§ **GIVEN DATA**:
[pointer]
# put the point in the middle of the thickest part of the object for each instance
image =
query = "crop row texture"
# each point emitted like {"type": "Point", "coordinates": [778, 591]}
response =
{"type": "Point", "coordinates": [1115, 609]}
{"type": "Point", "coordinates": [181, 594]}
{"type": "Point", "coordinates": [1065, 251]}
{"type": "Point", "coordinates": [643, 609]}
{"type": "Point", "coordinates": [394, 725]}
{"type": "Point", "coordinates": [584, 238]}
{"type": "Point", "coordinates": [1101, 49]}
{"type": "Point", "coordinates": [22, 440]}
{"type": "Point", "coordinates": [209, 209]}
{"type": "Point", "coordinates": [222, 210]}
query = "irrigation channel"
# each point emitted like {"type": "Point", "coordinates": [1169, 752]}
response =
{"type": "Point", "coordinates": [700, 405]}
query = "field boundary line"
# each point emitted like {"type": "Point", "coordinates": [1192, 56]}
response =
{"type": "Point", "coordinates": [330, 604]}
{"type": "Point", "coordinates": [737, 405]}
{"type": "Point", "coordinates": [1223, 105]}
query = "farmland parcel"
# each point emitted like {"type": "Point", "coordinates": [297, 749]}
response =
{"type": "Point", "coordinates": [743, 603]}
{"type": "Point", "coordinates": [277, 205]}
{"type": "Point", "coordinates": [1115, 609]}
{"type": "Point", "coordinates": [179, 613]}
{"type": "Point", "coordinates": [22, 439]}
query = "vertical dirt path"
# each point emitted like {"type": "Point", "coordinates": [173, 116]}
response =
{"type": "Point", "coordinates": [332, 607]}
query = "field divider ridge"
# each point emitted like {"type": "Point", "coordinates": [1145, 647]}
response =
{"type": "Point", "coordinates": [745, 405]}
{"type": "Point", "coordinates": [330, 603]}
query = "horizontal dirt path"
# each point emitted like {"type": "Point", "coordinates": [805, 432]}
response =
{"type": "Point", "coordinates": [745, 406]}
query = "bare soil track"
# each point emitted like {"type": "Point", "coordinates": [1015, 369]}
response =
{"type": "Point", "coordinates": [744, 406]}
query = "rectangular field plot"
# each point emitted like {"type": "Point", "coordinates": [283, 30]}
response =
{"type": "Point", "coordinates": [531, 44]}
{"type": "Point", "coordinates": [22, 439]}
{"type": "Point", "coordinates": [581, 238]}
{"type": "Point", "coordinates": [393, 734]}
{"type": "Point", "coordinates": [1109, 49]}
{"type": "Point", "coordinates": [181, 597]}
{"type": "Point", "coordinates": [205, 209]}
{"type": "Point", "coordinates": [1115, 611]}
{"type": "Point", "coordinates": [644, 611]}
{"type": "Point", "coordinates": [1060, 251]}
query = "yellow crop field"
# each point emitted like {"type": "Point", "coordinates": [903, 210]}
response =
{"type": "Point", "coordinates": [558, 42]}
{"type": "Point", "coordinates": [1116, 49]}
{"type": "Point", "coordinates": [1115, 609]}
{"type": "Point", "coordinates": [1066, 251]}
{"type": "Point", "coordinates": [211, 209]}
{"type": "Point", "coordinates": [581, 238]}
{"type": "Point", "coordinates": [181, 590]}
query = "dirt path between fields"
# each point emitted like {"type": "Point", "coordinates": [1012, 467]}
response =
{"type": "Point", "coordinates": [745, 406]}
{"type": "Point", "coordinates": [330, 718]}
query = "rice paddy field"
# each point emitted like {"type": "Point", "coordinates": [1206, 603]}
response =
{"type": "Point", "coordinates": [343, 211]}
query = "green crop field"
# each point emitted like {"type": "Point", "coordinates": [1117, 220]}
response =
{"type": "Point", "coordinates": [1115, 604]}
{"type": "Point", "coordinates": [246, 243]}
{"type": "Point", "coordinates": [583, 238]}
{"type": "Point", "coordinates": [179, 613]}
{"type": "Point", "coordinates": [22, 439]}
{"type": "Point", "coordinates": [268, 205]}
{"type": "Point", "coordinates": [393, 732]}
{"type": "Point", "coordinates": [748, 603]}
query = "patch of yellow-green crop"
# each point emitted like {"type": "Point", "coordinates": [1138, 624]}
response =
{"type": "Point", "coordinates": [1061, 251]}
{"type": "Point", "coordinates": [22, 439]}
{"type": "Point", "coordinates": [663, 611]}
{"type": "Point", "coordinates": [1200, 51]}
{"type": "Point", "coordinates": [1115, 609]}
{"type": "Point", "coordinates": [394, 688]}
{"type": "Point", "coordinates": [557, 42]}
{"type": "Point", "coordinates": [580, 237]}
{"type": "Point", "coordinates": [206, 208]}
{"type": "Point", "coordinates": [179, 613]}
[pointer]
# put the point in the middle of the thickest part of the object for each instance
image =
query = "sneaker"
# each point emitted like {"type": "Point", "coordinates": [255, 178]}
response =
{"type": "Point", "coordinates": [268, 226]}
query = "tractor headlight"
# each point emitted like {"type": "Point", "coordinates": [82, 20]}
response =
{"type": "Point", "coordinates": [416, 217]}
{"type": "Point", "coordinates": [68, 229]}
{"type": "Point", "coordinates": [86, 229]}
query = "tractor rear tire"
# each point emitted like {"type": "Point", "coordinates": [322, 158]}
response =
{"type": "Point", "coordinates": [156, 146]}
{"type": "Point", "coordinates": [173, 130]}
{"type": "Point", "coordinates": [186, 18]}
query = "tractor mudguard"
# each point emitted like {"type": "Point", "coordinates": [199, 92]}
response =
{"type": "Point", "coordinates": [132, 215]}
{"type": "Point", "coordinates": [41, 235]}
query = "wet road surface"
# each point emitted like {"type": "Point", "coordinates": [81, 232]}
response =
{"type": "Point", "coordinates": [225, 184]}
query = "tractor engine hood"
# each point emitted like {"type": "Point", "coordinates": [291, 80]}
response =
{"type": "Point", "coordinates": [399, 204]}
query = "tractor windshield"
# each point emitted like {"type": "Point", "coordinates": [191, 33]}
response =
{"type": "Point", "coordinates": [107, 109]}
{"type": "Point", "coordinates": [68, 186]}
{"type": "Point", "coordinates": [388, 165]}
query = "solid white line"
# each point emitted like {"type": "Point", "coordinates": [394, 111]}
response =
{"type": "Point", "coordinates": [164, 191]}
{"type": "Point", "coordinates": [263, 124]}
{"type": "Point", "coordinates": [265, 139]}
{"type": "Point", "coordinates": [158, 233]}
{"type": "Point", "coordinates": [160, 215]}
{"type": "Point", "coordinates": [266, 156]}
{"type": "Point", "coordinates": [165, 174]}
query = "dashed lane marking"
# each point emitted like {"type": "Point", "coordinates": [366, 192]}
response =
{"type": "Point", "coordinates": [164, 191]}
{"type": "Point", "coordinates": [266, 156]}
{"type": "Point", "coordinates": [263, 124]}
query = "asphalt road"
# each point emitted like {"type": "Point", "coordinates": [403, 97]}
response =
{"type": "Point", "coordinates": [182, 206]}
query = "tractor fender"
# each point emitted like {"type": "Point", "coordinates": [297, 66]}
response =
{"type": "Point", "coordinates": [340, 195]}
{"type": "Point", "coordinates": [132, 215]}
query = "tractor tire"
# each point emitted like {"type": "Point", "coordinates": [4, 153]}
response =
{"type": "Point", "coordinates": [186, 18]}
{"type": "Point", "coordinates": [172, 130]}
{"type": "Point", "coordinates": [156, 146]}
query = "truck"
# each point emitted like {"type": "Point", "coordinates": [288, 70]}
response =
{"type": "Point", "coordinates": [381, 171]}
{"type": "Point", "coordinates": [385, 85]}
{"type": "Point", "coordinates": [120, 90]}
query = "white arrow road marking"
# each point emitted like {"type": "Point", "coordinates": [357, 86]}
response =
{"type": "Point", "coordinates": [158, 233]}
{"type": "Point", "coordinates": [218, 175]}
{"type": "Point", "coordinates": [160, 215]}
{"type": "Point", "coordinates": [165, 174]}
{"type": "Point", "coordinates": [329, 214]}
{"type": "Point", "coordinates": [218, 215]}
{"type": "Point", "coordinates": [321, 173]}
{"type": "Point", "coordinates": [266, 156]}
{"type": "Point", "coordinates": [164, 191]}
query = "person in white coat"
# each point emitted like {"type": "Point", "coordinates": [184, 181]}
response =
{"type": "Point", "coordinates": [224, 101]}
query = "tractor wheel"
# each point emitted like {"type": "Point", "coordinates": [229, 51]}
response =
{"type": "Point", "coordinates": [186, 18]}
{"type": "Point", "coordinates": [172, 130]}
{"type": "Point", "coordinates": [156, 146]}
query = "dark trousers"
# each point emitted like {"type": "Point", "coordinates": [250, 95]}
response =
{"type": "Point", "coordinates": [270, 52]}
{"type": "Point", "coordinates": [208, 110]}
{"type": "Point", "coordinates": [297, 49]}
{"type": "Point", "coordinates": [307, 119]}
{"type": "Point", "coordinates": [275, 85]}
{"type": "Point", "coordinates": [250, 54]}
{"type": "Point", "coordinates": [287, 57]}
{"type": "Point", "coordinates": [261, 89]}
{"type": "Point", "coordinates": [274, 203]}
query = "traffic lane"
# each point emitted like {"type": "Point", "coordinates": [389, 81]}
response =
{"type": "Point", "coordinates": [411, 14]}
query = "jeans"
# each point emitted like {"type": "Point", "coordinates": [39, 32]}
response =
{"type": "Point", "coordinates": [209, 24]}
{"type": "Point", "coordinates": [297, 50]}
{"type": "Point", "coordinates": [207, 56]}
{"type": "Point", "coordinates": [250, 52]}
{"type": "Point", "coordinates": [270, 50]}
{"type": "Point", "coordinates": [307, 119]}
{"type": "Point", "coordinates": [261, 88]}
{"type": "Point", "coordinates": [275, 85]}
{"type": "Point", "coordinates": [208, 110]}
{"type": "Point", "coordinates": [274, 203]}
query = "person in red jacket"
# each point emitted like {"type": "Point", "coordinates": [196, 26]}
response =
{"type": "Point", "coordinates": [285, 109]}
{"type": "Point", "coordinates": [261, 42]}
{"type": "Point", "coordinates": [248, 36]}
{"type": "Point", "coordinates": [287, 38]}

§ **TASK PROMPT**:
Extract every line above that contains the word "path".

§ **RESULT FOR THIS TASK**:
query = "vertical dirt path"
query = "horizontal dirt path"
query = "dirt path between fields"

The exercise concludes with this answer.